--- TEXT BLOCK ---
The legalization of marijuana took one step closer to being a reality last week, when both houses of Congress passed spending bills. The House passed the 1,088-page, $1.1 trillion spending bill by a 221-to-202 vote. The Senate followed suit on Sunday passing the House-Senate compromise bill by a vote of 57-35. At 1,088 pages the bill obviously included many earmarks and provisions namely, increased budgets for vast areas of the federal government, including health, education, law enforcement and veterans' programs.
One of the more surprising inclusions in both versions of the bill (which is now on its way to be signed by President Obama) was that they both included provisions that strip away Republican-favored bans on medicinal marijuana in the District of Columbia. The Senate bill regarding marijuana in D.C. allows for “all seriously ill individuals…to obtain and use marijuana for medical purposes when a licensed physician has found the use of marijuana to be medically necessary.”
This is a win for D.C. voters who in 1998 had voted by a 70 percent margin to legalize medical marijuana use. Republicans in Congress then by stripped the city of authority to set its own policies on drug use, because the District of Columbia is viewed as more of a colony than a state, with no actual representation in Congress.
While D.C. may still face some hurdles before the law finally goes into effect, there is little that can be done to prevent it now that Congress has in essence had the final say allowing the citizens of D.C. to carry out the law they voted for. And of course D.C. isn’t the first to take this step. Residents of the city will be joining the ranks of the 13 other states that already allow medical marijuana use. This is the first time that use has been given the green light by either the House or the Senate, let alone both.
---
» **ASSIGNMENT A**
Answer these questions using the article on the spending bill and medical marijuana in D.C.
(i) By what vote did the House pass the spending bill?
(ii) By what percentage margin did D.C. voters approve medical marijuana in 1998?
(iii) How many other states already allow medical marijuana use?
» **ASSIGNMENT B**
Repeat the passage of the article on the spending bill and medical marijuana in D.C. from "One of the more" up to and including "representation in Congress.", word for word.
» **ASSIGNMENT C**
Go on with the article on the spending bill and medical marijuana in D.C., starting after its final sentence.
--- SUPPLIED ENTRIES ---
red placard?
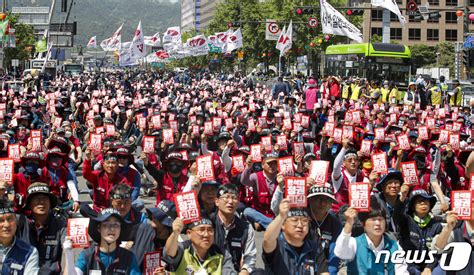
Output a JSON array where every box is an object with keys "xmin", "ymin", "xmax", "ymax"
[
  {"xmin": 451, "ymin": 190, "xmax": 472, "ymax": 220},
  {"xmin": 334, "ymin": 128, "xmax": 342, "ymax": 144},
  {"xmin": 143, "ymin": 252, "xmax": 161, "ymax": 275},
  {"xmin": 438, "ymin": 130, "xmax": 449, "ymax": 143},
  {"xmin": 67, "ymin": 218, "xmax": 89, "ymax": 248},
  {"xmin": 173, "ymin": 190, "xmax": 201, "ymax": 224},
  {"xmin": 278, "ymin": 156, "xmax": 295, "ymax": 177},
  {"xmin": 250, "ymin": 144, "xmax": 262, "ymax": 162},
  {"xmin": 196, "ymin": 155, "xmax": 216, "ymax": 182},
  {"xmin": 232, "ymin": 155, "xmax": 245, "ymax": 173},
  {"xmin": 30, "ymin": 136, "xmax": 43, "ymax": 152},
  {"xmin": 105, "ymin": 124, "xmax": 115, "ymax": 137},
  {"xmin": 397, "ymin": 134, "xmax": 411, "ymax": 150},
  {"xmin": 89, "ymin": 134, "xmax": 102, "ymax": 153},
  {"xmin": 360, "ymin": 139, "xmax": 372, "ymax": 156},
  {"xmin": 276, "ymin": 135, "xmax": 288, "ymax": 151},
  {"xmin": 449, "ymin": 133, "xmax": 461, "ymax": 150},
  {"xmin": 309, "ymin": 160, "xmax": 329, "ymax": 186},
  {"xmin": 401, "ymin": 161, "xmax": 420, "ymax": 185},
  {"xmin": 143, "ymin": 136, "xmax": 155, "ymax": 153},
  {"xmin": 418, "ymin": 126, "xmax": 430, "ymax": 140},
  {"xmin": 260, "ymin": 136, "xmax": 273, "ymax": 153},
  {"xmin": 372, "ymin": 152, "xmax": 388, "ymax": 174},
  {"xmin": 151, "ymin": 115, "xmax": 161, "ymax": 129},
  {"xmin": 8, "ymin": 144, "xmax": 21, "ymax": 162},
  {"xmin": 349, "ymin": 182, "xmax": 370, "ymax": 212},
  {"xmin": 285, "ymin": 177, "xmax": 307, "ymax": 207},
  {"xmin": 163, "ymin": 129, "xmax": 174, "ymax": 144},
  {"xmin": 374, "ymin": 128, "xmax": 385, "ymax": 141},
  {"xmin": 293, "ymin": 142, "xmax": 305, "ymax": 157}
]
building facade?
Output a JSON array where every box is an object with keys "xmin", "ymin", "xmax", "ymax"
[{"xmin": 363, "ymin": 0, "xmax": 474, "ymax": 46}]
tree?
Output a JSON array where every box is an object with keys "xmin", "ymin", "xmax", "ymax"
[{"xmin": 3, "ymin": 14, "xmax": 35, "ymax": 68}]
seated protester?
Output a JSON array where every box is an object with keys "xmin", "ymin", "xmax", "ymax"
[
  {"xmin": 163, "ymin": 218, "xmax": 237, "ymax": 275},
  {"xmin": 41, "ymin": 147, "xmax": 80, "ymax": 212},
  {"xmin": 64, "ymin": 208, "xmax": 141, "ymax": 275},
  {"xmin": 240, "ymin": 153, "xmax": 278, "ymax": 230},
  {"xmin": 431, "ymin": 209, "xmax": 474, "ymax": 275},
  {"xmin": 331, "ymin": 139, "xmax": 369, "ymax": 212},
  {"xmin": 372, "ymin": 169, "xmax": 403, "ymax": 239},
  {"xmin": 211, "ymin": 184, "xmax": 257, "ymax": 275},
  {"xmin": 13, "ymin": 152, "xmax": 44, "ymax": 211},
  {"xmin": 393, "ymin": 187, "xmax": 443, "ymax": 274},
  {"xmin": 17, "ymin": 182, "xmax": 67, "ymax": 274},
  {"xmin": 334, "ymin": 198, "xmax": 408, "ymax": 275},
  {"xmin": 82, "ymin": 149, "xmax": 132, "ymax": 212},
  {"xmin": 81, "ymin": 183, "xmax": 148, "ymax": 224},
  {"xmin": 262, "ymin": 199, "xmax": 329, "ymax": 275},
  {"xmin": 0, "ymin": 198, "xmax": 39, "ymax": 275},
  {"xmin": 272, "ymin": 182, "xmax": 342, "ymax": 274},
  {"xmin": 129, "ymin": 200, "xmax": 176, "ymax": 271}
]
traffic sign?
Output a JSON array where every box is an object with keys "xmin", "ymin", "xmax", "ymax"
[
  {"xmin": 308, "ymin": 17, "xmax": 318, "ymax": 28},
  {"xmin": 265, "ymin": 19, "xmax": 281, "ymax": 40},
  {"xmin": 407, "ymin": 0, "xmax": 418, "ymax": 15}
]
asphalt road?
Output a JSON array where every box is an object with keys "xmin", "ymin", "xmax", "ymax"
[{"xmin": 75, "ymin": 170, "xmax": 264, "ymax": 268}]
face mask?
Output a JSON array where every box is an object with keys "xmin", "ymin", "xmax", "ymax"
[
  {"xmin": 169, "ymin": 164, "xmax": 182, "ymax": 174},
  {"xmin": 25, "ymin": 164, "xmax": 38, "ymax": 175}
]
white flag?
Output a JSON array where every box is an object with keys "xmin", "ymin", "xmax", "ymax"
[
  {"xmin": 226, "ymin": 28, "xmax": 243, "ymax": 53},
  {"xmin": 163, "ymin": 27, "xmax": 182, "ymax": 44},
  {"xmin": 145, "ymin": 32, "xmax": 161, "ymax": 47},
  {"xmin": 100, "ymin": 24, "xmax": 123, "ymax": 51},
  {"xmin": 372, "ymin": 0, "xmax": 406, "ymax": 26},
  {"xmin": 130, "ymin": 20, "xmax": 146, "ymax": 60},
  {"xmin": 320, "ymin": 0, "xmax": 362, "ymax": 43},
  {"xmin": 87, "ymin": 36, "xmax": 97, "ymax": 48}
]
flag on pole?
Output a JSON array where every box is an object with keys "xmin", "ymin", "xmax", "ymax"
[
  {"xmin": 371, "ymin": 0, "xmax": 406, "ymax": 26},
  {"xmin": 87, "ymin": 36, "xmax": 97, "ymax": 48},
  {"xmin": 100, "ymin": 24, "xmax": 123, "ymax": 51},
  {"xmin": 144, "ymin": 32, "xmax": 161, "ymax": 47},
  {"xmin": 320, "ymin": 0, "xmax": 362, "ymax": 43},
  {"xmin": 130, "ymin": 20, "xmax": 146, "ymax": 60},
  {"xmin": 226, "ymin": 28, "xmax": 243, "ymax": 53}
]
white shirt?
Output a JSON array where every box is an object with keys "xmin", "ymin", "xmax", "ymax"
[{"xmin": 334, "ymin": 230, "xmax": 409, "ymax": 275}]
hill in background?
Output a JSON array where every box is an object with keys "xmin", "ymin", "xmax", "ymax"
[{"xmin": 8, "ymin": 0, "xmax": 181, "ymax": 45}]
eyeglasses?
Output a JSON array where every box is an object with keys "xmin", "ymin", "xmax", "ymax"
[
  {"xmin": 286, "ymin": 217, "xmax": 309, "ymax": 227},
  {"xmin": 219, "ymin": 196, "xmax": 239, "ymax": 201},
  {"xmin": 101, "ymin": 222, "xmax": 120, "ymax": 230},
  {"xmin": 191, "ymin": 227, "xmax": 214, "ymax": 236}
]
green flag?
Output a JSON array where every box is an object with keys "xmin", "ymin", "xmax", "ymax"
[
  {"xmin": 0, "ymin": 20, "xmax": 8, "ymax": 37},
  {"xmin": 35, "ymin": 37, "xmax": 48, "ymax": 53}
]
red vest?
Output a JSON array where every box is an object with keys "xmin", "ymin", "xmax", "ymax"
[
  {"xmin": 251, "ymin": 174, "xmax": 275, "ymax": 218},
  {"xmin": 332, "ymin": 169, "xmax": 364, "ymax": 213}
]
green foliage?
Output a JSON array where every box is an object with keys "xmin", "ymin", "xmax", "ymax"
[{"xmin": 3, "ymin": 14, "xmax": 35, "ymax": 67}]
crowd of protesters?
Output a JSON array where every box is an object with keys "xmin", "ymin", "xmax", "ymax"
[{"xmin": 0, "ymin": 68, "xmax": 474, "ymax": 274}]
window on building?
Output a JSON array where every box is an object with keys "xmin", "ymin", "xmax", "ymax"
[
  {"xmin": 408, "ymin": 29, "xmax": 421, "ymax": 40},
  {"xmin": 445, "ymin": 11, "xmax": 458, "ymax": 23},
  {"xmin": 390, "ymin": 28, "xmax": 402, "ymax": 40},
  {"xmin": 372, "ymin": 10, "xmax": 383, "ymax": 21},
  {"xmin": 426, "ymin": 29, "xmax": 439, "ymax": 41},
  {"xmin": 446, "ymin": 0, "xmax": 458, "ymax": 6},
  {"xmin": 372, "ymin": 28, "xmax": 382, "ymax": 36},
  {"xmin": 445, "ymin": 30, "xmax": 458, "ymax": 41}
]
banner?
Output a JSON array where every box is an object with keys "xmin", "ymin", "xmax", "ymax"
[
  {"xmin": 371, "ymin": 0, "xmax": 406, "ymax": 27},
  {"xmin": 320, "ymin": 0, "xmax": 362, "ymax": 43}
]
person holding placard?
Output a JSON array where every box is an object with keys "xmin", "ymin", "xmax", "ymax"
[
  {"xmin": 334, "ymin": 199, "xmax": 408, "ymax": 275},
  {"xmin": 393, "ymin": 188, "xmax": 443, "ymax": 274},
  {"xmin": 262, "ymin": 199, "xmax": 329, "ymax": 275},
  {"xmin": 0, "ymin": 198, "xmax": 39, "ymax": 275}
]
---
» **FINAL ANSWER A**
(i) 221 to 202
(ii) 70 percent
(iii) 13

» **FINAL ANSWER B**
One of the more surprising inclusions in both versions of the bill (which is now on its way to be signed by President Obama) was that they both included provisions that strip away Republican-favored bans on medicinal marijuana in the District of Columbia. The Senate bill regarding marijuana in D.C. allows for “all seriously ill individuals…to obtain and use marijuana for medical purposes when a licensed physician has found the use of marijuana to be medically necessary.”
This is a win for D.C. voters who in 1998 had voted by a 70 percent margin to legalize medical marijuana use. Republicans in Congress then by stripped the city of authority to set its own policies on drug use, because the District of Columbia is viewed as more of a colony than a state, with no actual representation in Congress.

» **FINAL ANSWER C**
As the economy still struggles to recover and jobs continue to be scarce, many people are looking to bring the possibility of legalizing marijuana to the forefront of discussion, and this approval from Congress could just be the beginning of opening a dialogue about a drug that could, if legalized, be a huge boost to the American economy.
This is certainly not news to many economists who in recent years have all agreed that the economic implications on the legalization of marijuana would have a profound impact on the economy. In fact in 2005, a research project funded by the Marijuana Policy Project, published the report “The Budgetary Implications of Marijuana” by Jeffrey A. Miron, a professor of economics at Harvard University. In this report, which has been endorsed by over five hundred economists from universities across the country, Miron estimates that the government could collect between ten and fourteen billion dollars in savings and tax revenues each year if marijuana were to be legalized.
Records of cannabis-related deaths alone are all but nonexistent, and the role marijuana could play in small business, law enforcement (freeing up law enforcement from dealing with petty crimes such as marijuana use) and the general economic well-being of the entire country is undeniable. This small, but monumental, step by Congress shows that we may finally be looking at a whole new realm of possibilities when it comes to dealing with marijuana in the United States.
Coincidently it was also reported this week that for California those possibilities could become a reality. With a majority of California voters saying they are in favor of legalizing marijuana for recreational use it looks like an Assembly Bill introduced earlier in the ear may come to the voters in 2010. If it passes it could face more support than originally though thanks to this week's momentous statement by Congress that maybe the time has come to decriminalize marijuana and take advantage of the economic opportunities it could provide.